**** Excerpted passage

Author Response File:
Author Response.pdf
Reviewer 3 Report
Comments and Suggestions for AuthorsThis paper proposes a Robotic Ultrasound Scanning System (RUSS) that leverages reinforcement learning (DQN with LSTM) to automate the acquisition of standard liver ultrasound planes. The approach addresses the critical issue of operator dependency in ultrasound imaging and demonstrates feasibility through real-world trials, showing measurable performance via PSNR. The study’s novelty lies in integrating deep reinforcement learning with robotic control for clinical imaging, highlighting a promising direction toward automation in medical diagnostics.
However, there are some comments that authors need to consider in order to improve the quality of the manuscript:
- Summarize/highlight the main contributions of the paper at the end of introduction.
- It would be good if the authors separte the related work in a different section after the introudction. Provide a full background theory of the RL methods, segmentation methods, what are othre models of segmentations have been used for medical image segmentation.
- Do models like SAM (segment anything model) can be used in this study, discuss it.

********

Work instructions
Can you return, word for word, the part of the reviewer's report that opens with the words containing "However, there are" and closes with "medical image segmentation."?

**** Records shown

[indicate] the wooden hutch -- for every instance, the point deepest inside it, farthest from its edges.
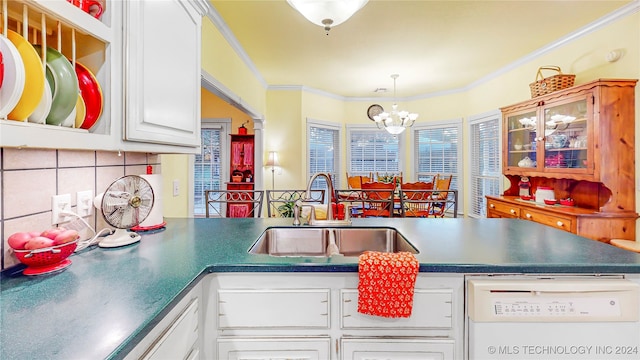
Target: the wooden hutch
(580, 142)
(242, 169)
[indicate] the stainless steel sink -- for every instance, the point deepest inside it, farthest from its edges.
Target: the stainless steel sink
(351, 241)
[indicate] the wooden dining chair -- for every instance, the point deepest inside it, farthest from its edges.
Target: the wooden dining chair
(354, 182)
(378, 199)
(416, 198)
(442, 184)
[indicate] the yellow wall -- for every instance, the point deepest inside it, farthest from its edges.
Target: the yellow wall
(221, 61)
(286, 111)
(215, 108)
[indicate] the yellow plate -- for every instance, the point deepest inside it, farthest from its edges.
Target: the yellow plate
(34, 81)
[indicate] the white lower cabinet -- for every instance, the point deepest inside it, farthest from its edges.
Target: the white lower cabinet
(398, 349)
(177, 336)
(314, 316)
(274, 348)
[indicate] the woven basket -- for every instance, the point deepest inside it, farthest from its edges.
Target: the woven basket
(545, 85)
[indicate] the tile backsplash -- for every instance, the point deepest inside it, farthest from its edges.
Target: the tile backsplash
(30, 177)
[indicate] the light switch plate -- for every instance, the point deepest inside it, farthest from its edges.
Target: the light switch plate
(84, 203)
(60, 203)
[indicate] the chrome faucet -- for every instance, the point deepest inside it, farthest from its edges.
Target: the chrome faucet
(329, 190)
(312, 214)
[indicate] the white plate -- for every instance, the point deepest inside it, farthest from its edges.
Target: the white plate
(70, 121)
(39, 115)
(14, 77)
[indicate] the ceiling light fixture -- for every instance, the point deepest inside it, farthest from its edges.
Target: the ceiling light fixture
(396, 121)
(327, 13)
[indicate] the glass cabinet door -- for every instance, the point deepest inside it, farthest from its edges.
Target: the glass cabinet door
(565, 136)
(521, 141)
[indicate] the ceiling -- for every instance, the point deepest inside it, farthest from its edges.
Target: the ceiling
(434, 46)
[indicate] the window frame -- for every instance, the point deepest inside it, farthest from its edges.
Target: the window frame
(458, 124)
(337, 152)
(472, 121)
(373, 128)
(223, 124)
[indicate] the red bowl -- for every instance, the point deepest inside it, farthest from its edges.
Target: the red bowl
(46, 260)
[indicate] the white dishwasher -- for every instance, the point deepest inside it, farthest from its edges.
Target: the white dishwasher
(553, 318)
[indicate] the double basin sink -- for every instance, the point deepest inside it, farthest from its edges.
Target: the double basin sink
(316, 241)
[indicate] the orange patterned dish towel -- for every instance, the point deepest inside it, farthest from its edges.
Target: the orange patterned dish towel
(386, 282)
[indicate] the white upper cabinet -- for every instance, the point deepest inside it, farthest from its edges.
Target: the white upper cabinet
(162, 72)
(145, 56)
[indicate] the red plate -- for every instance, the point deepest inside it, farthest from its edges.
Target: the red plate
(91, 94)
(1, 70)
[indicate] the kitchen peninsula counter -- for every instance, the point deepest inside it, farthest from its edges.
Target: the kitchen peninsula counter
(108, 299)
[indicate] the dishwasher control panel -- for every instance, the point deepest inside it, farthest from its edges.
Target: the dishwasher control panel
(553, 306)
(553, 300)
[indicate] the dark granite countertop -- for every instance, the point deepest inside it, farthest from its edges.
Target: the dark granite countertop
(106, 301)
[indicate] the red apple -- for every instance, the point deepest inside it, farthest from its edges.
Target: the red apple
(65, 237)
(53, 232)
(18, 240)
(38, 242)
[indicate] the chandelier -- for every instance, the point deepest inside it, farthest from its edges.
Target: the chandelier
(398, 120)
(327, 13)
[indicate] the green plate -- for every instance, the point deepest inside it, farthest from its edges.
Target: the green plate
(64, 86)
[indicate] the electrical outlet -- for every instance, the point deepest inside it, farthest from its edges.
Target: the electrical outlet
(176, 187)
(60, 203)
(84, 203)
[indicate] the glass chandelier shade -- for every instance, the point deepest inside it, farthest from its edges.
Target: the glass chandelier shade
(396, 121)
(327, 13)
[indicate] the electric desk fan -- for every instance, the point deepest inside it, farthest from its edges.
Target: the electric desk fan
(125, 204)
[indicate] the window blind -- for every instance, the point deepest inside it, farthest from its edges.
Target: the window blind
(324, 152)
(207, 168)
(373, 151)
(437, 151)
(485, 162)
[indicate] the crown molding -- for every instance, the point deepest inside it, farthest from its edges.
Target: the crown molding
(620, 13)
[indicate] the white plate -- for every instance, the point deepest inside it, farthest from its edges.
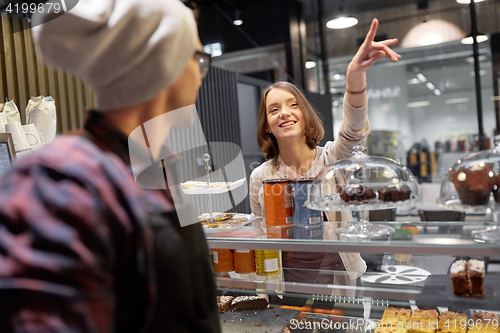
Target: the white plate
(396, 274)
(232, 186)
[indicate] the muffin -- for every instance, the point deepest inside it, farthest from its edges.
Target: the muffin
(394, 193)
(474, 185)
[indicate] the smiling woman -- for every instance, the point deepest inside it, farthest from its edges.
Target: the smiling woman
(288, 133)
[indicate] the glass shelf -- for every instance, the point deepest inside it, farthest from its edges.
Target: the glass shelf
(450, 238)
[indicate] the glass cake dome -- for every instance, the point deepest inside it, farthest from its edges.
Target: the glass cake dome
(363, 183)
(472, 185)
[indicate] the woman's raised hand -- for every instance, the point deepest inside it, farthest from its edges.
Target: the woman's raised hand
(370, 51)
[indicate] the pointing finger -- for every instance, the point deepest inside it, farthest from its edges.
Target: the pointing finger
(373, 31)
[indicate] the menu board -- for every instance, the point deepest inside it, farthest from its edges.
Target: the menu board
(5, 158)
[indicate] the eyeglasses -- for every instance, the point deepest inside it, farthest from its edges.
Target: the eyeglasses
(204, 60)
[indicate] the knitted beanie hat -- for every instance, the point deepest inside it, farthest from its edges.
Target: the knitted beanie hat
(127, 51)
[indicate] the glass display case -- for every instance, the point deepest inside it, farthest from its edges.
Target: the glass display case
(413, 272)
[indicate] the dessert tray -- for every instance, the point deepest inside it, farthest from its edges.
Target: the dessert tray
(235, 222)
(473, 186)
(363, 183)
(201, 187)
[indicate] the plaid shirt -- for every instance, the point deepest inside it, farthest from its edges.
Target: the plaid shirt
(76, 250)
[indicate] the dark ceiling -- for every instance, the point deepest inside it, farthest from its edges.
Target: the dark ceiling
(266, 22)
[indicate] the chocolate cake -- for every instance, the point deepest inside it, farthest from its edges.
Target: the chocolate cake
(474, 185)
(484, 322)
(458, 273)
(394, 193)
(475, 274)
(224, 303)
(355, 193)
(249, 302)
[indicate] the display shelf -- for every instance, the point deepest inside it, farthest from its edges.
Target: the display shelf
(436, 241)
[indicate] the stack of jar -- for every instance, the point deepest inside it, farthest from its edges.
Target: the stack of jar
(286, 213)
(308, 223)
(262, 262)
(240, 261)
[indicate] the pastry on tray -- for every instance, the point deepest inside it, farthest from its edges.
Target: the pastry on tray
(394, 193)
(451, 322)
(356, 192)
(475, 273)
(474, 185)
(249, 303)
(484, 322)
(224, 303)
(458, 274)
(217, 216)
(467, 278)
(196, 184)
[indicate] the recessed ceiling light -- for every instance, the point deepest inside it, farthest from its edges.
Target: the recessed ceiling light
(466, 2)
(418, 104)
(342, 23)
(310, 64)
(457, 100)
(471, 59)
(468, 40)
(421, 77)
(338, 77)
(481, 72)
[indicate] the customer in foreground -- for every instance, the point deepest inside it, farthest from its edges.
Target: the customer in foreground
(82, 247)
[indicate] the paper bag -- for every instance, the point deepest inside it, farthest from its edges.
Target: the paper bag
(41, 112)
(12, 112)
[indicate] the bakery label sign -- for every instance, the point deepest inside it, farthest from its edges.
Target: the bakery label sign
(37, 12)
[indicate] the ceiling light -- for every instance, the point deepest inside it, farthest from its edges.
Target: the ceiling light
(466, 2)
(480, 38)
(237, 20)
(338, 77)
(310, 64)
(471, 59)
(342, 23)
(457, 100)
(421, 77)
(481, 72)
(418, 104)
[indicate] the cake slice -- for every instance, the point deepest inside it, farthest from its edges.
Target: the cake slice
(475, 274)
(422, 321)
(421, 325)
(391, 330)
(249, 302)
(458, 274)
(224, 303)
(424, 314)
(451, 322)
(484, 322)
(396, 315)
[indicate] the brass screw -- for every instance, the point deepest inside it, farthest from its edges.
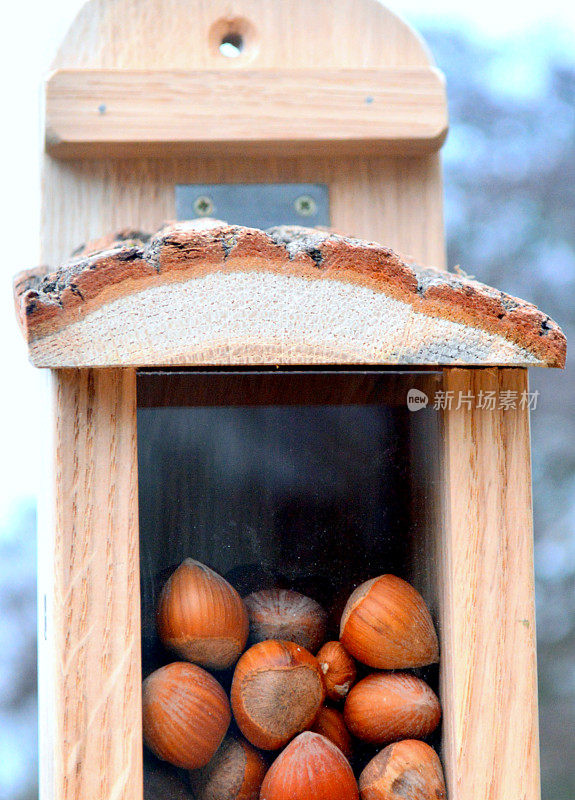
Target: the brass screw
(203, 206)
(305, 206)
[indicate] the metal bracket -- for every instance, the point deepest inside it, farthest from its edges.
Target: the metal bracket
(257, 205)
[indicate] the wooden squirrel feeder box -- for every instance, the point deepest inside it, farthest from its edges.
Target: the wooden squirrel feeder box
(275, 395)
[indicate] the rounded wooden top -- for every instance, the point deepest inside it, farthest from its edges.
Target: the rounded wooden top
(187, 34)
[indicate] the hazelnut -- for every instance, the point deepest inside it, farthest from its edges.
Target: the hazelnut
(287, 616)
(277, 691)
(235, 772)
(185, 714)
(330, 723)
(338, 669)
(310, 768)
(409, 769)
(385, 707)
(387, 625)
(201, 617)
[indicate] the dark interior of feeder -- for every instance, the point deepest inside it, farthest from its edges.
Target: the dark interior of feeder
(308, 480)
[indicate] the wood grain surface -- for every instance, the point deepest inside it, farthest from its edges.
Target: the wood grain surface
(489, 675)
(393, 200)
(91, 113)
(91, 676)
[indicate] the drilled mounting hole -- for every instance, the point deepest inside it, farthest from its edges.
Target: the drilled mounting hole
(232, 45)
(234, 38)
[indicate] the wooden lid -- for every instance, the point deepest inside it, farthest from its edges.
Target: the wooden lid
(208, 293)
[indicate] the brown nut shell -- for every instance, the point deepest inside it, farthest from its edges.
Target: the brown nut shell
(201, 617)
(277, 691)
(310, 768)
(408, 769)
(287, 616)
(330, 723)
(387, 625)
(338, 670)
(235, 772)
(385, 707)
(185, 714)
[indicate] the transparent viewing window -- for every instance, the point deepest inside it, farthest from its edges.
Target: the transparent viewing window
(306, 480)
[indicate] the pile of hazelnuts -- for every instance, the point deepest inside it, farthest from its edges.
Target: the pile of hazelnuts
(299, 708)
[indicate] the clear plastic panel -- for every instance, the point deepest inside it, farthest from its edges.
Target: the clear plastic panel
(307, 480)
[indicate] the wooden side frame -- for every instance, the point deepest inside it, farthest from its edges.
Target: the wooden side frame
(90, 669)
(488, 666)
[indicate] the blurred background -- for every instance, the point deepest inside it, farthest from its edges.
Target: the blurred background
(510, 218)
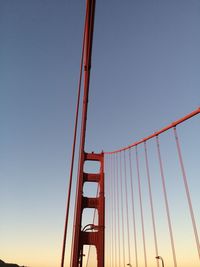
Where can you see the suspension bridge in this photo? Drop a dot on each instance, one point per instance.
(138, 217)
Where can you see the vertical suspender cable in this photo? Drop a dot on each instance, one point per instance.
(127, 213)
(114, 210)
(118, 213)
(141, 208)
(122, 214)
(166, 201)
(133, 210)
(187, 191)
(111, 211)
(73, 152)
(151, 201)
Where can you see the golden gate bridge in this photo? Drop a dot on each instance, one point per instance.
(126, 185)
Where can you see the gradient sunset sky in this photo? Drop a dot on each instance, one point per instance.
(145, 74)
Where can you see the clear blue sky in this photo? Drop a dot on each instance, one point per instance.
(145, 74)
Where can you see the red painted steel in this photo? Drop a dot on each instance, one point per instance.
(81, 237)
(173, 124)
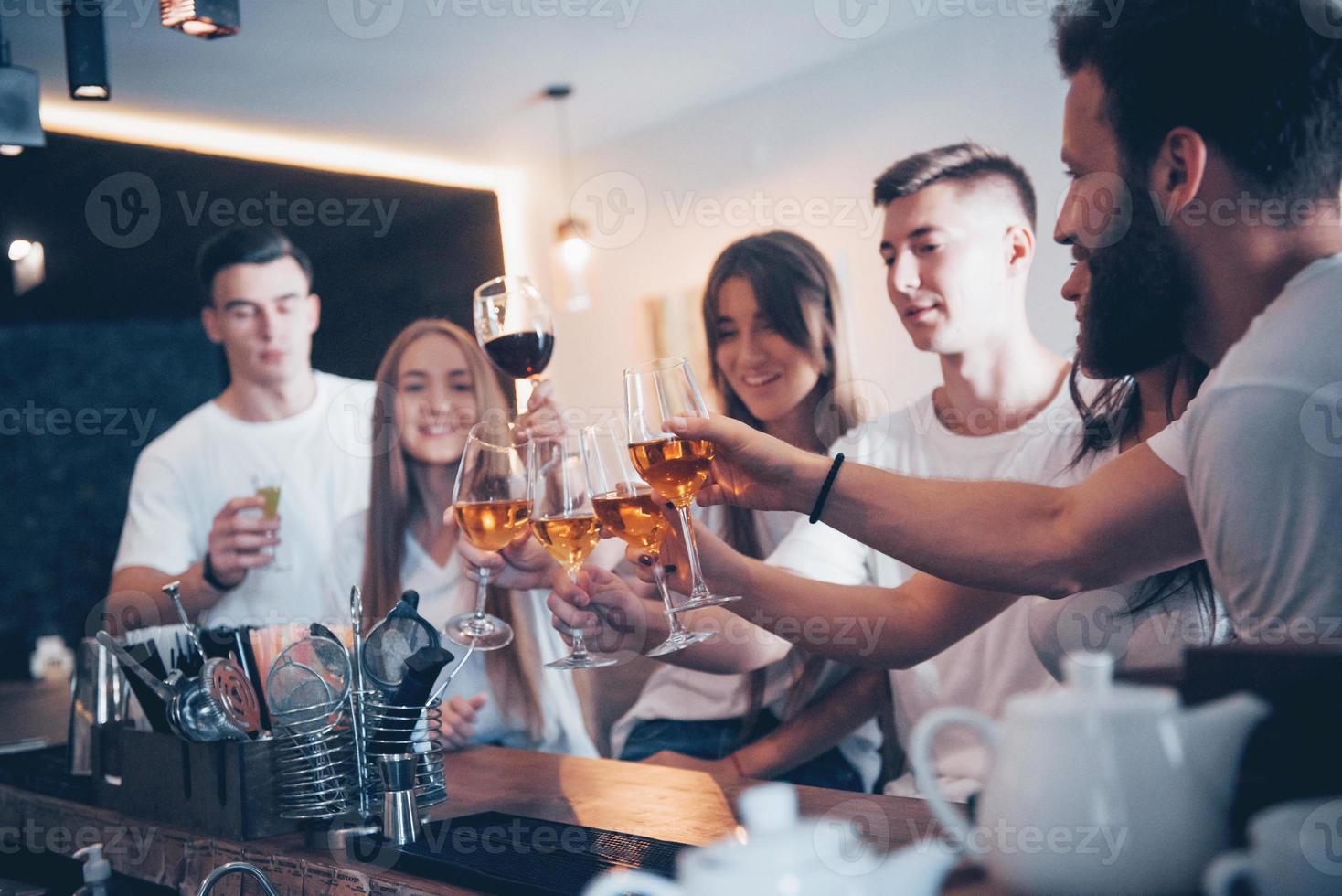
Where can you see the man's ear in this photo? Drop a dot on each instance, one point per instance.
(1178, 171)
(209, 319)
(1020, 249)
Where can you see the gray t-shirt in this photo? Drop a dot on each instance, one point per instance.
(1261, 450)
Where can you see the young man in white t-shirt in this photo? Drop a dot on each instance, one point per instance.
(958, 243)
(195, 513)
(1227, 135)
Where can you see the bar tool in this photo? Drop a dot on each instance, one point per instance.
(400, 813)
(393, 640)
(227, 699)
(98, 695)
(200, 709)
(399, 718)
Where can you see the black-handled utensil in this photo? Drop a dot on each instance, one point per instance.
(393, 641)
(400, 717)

********

Solution to this problem
However, there are some comments that authors need to consider in order to improve the quality of the manuscript:
- Summarize/highlight the main contributions of the paper at the end of introduction.
- It would be good if the authors separte the related work in a different section after the introudction. Provide a full background theory of the RL methods, segmentation methods, what are othre models of segmentations have been used for medical image segmentation.